- **Problem statement**
What is needed here is an exact transcription of all the entries.

--- Information Enclosed Below ---

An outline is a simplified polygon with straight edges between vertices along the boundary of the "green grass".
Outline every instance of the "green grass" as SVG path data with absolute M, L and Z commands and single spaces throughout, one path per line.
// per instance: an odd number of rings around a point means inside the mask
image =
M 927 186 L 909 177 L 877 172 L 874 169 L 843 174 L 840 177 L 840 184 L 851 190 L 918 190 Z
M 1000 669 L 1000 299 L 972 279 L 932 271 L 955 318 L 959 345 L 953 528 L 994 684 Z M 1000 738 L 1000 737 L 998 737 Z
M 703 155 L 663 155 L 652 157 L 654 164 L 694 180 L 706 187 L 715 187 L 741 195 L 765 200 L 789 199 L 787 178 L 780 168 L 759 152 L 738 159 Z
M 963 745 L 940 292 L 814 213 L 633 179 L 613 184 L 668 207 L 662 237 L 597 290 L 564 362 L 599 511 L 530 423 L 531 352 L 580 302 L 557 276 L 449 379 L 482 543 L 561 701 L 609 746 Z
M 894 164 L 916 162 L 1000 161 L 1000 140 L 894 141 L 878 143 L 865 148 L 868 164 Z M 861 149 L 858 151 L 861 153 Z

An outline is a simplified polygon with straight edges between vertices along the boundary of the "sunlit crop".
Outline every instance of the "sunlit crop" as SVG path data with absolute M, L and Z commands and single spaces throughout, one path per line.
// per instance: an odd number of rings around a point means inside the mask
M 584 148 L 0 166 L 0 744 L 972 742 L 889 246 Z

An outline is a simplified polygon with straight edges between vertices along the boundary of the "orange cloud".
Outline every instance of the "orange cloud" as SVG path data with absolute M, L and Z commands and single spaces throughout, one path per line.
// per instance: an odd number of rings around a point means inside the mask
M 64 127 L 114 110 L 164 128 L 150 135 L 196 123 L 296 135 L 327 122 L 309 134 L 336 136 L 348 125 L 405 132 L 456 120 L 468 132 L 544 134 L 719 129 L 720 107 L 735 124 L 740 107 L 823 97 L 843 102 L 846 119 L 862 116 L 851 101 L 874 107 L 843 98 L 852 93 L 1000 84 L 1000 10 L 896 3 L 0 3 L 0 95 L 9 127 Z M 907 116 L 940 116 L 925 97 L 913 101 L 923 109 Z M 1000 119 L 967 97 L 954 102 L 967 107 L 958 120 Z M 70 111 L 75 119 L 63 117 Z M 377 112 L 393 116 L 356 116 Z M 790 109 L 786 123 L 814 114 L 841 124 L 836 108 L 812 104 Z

--- End of Enclosed Information ---

- **Answer section**
An outline is a simplified polygon with straight edges between vertices along the boundary of the "green grass".
Outline every instance of the "green grass" as SVG path data with absolute M, L and Z commands and single spaces throughout, one path per line.
// per instance: an odd number of rings around a point means inside the mask
image =
M 927 186 L 909 177 L 877 172 L 874 169 L 843 174 L 840 177 L 840 184 L 851 190 L 918 190 Z
M 1000 669 L 1000 299 L 972 279 L 932 271 L 955 318 L 959 345 L 953 528 L 994 684 Z M 1000 738 L 1000 737 L 998 737 Z
M 703 155 L 663 155 L 652 157 L 654 164 L 694 180 L 706 187 L 715 187 L 741 195 L 765 200 L 789 199 L 787 178 L 780 168 L 759 152 L 738 159 Z
M 963 745 L 940 292 L 814 213 L 633 179 L 613 184 L 668 207 L 662 237 L 597 290 L 564 362 L 599 511 L 530 423 L 531 352 L 580 302 L 557 276 L 449 379 L 482 543 L 561 701 L 609 746 Z
M 894 164 L 916 162 L 1000 161 L 1000 140 L 894 141 L 878 143 L 865 148 L 868 164 Z M 861 149 L 858 151 L 861 153 Z

An outline is a simplified polygon with straight edges between vertices along the boundary of the "sunlit crop".
Outline every instance of the "sunlit crop" as SVG path data with absolute M, L and Z commands and single spaces throughout, one path per line.
// per instance: an odd number of rings around a point means inside the mask
M 584 148 L 0 166 L 0 744 L 972 742 L 889 246 Z

An outline is a simplified polygon with straight edges between vertices along the boundary of the "orange cloud".
Outline every instance of the "orange cloud" as SVG path data with absolute M, L and Z commands and single spaces throughout, one path per line.
// per instance: an odd number of rings around a point means inside the mask
M 64 127 L 114 110 L 164 128 L 150 135 L 196 123 L 296 135 L 327 122 L 309 134 L 336 136 L 348 125 L 405 132 L 456 120 L 468 132 L 544 134 L 719 129 L 720 107 L 735 124 L 740 107 L 823 97 L 843 102 L 846 119 L 862 116 L 851 101 L 874 107 L 843 98 L 852 93 L 1000 84 L 1000 10 L 896 3 L 0 3 L 0 95 L 9 127 Z M 907 116 L 940 116 L 925 97 L 913 101 L 923 109 Z M 1000 119 L 967 97 L 954 102 L 967 107 L 958 120 Z M 70 111 L 75 119 L 63 117 Z M 377 112 L 393 116 L 356 116 Z M 790 109 L 786 123 L 814 114 L 841 124 L 836 108 L 812 104 Z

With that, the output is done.